** Instruction A **
From the RTX 3080 article below, copy out the passage between "The Nvidia RTX" and "not be legitimate.", inclusive.
** Instruction B **
According to the RTX 3080 article below, which card did the RTX 3080 outpace that had previously been called the "fastest graphics card in the world"?

** Document **
.....

Nvidia's 'doing everything humanly possible' to stop RTX 3080 bots and Ebay resellers

Nvidia RTX 3080
(Image credit: Future)

The Nvidia RTX 3080 launched today and it's been rather popular. Well, the card has, not the actual launch day retail experience. Nvidia "encountered an error" on its own store when it went live and is now apologising to customers "for this morning's experience." 

The green team is also hard at work trying to keep cards out of the digital hands of bots and the filthy hands of Ebay resllers. Though that's going to take some doing. 

The impressive new Ampere-based GPU outpaces the former "fastest graphics card in the world," the RTX 2080 Ti, by quite a margin, and for significantly less cash. Via traditional retail outlets anyways. Unfortunately cards have appeared on eBay as soon as conventional stock ran dry, for upwards of $80,000. But those bids may not be legitimate.

.....

** Listed entries **
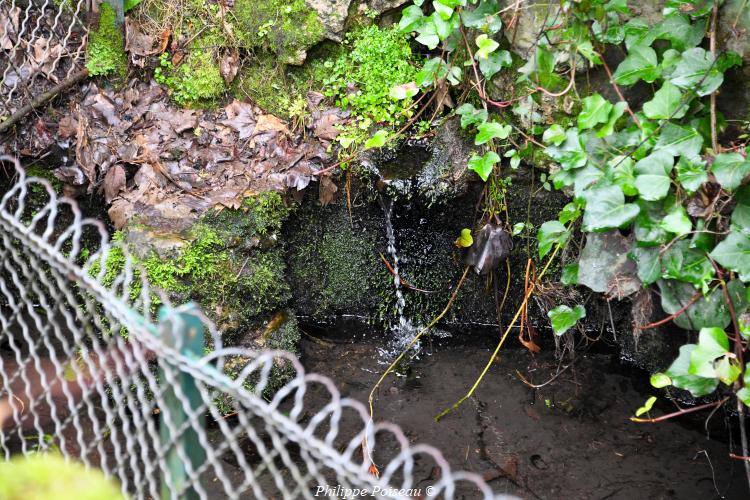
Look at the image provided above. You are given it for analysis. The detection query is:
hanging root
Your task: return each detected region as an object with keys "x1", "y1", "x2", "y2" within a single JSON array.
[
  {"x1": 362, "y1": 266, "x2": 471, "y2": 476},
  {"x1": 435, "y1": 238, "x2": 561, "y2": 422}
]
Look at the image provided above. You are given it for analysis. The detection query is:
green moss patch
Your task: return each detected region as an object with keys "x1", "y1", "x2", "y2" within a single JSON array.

.....

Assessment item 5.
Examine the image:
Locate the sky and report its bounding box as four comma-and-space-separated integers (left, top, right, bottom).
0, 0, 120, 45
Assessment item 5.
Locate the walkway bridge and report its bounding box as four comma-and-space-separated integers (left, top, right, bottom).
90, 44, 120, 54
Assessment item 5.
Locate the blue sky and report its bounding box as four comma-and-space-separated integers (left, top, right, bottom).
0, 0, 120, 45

.....

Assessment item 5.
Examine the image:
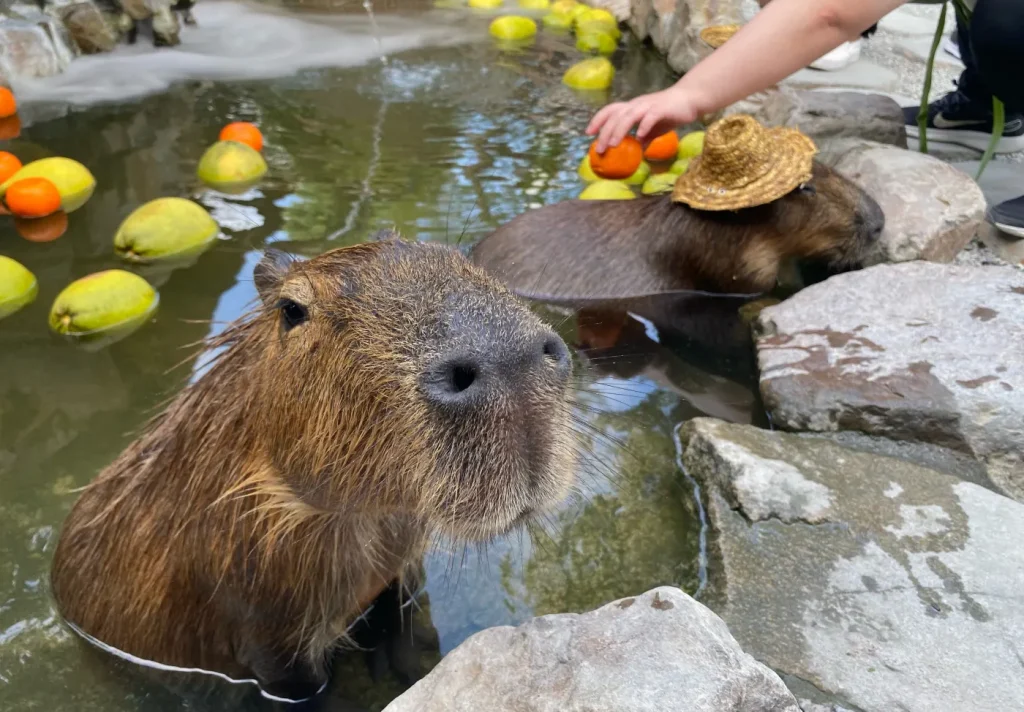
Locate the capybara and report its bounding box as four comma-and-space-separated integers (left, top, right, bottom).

.....

** Exercise solution A **
The Nvidia RTX 3080 launched today and it's been rather popular. Well, the card has, not the actual launch day retail experience. Nvidia "encountered an error" on its own store when it went live and is now apologising to customers "for this morning's experience." 

The green team is also hard at work trying to keep cards out of the digital hands of bots and the filthy hands of Ebay resllers. Though that's going to take some doing. 

The impressive new Ampere-based GPU outpaces the former "fastest graphics card in the world," the RTX 2080 Ti, by quite a margin, and for significantly less cash. Via traditional retail outlets anyways. Unfortunately cards have appeared on eBay as soon as conventional stock ran dry, for upwards of $80,000. But those bids may not be legitimate.

** Exercise solution B **
The RTX 2080 Ti.